Data for review section start
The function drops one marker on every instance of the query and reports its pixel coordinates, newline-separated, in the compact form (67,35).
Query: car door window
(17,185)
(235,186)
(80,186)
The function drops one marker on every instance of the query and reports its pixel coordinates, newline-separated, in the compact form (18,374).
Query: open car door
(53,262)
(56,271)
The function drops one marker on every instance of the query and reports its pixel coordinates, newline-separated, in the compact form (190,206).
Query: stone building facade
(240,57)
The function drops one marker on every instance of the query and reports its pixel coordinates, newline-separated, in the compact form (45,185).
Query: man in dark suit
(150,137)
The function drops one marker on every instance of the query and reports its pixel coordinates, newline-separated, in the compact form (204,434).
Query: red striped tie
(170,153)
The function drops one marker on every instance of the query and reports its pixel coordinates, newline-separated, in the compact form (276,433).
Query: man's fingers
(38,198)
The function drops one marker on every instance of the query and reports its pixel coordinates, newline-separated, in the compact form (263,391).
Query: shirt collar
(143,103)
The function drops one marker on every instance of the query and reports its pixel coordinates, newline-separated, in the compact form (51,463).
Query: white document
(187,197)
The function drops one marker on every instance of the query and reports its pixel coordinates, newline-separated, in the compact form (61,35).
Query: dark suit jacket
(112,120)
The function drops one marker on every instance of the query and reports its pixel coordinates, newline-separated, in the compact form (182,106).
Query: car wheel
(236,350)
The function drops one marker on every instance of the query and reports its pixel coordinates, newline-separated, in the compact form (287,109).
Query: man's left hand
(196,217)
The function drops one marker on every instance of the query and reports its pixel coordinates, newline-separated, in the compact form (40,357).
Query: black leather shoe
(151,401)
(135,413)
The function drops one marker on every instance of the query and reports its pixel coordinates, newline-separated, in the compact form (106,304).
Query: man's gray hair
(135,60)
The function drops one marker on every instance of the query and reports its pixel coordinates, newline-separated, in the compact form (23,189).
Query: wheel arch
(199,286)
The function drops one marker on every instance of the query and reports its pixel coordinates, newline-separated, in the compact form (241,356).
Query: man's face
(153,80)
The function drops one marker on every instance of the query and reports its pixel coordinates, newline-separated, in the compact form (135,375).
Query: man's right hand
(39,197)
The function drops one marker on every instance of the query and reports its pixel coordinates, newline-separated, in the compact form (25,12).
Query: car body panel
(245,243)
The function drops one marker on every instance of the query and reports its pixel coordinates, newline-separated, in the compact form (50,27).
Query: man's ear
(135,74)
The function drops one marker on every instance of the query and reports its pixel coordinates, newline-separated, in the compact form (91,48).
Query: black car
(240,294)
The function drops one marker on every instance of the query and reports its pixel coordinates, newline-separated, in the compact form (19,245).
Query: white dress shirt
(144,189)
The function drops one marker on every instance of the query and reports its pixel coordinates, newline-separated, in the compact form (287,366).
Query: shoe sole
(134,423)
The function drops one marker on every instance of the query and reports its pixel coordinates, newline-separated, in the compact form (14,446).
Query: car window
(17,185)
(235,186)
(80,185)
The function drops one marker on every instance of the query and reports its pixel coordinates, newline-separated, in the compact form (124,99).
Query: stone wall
Data for review section end
Data for review section start
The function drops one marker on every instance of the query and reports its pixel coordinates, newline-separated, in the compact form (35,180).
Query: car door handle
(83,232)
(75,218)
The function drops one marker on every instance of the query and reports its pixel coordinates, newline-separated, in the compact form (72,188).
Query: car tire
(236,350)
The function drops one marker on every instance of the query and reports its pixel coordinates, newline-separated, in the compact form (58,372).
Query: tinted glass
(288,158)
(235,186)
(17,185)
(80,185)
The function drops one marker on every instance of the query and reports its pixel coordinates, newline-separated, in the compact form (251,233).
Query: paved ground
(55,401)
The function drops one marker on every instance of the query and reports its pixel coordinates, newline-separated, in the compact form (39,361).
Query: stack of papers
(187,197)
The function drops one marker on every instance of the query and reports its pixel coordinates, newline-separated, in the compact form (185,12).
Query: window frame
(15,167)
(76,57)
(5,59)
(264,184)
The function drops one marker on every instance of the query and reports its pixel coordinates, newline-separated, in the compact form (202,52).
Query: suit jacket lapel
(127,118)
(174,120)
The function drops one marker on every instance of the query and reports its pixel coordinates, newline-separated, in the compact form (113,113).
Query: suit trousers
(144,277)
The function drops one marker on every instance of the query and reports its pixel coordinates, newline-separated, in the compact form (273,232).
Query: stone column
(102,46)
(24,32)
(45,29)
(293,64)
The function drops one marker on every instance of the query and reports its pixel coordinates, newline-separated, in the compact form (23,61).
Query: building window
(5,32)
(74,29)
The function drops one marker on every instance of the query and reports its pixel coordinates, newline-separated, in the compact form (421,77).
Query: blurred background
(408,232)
Data for review section end
Action item: Using the entries above, output exactly the lines between the line holding "compact form (185,12)." and the line holding "compact form (273,232).", end lines included, and nothing more.

Problem solution:
The function drops one marker on every instance of the query and reports its pixel coordinates, newline-separated, in the compact form (185,12).
Query: window frame
(15,167)
(76,57)
(5,59)
(264,184)
The function drops one marker on every instance of the query and reports its pixel coordinates, newline-separated, in the compact form (202,52).
Query: suit jacket lapel
(127,118)
(174,120)
The function drops one marker on every instance of the query and reports its pixel coordinates, newline-separated, in the compact form (113,113).
Query: suit trousers
(144,277)
The function drops one marker on every instance of the query and reports its pixel coordinates, newline-separated, in the compact form (273,232).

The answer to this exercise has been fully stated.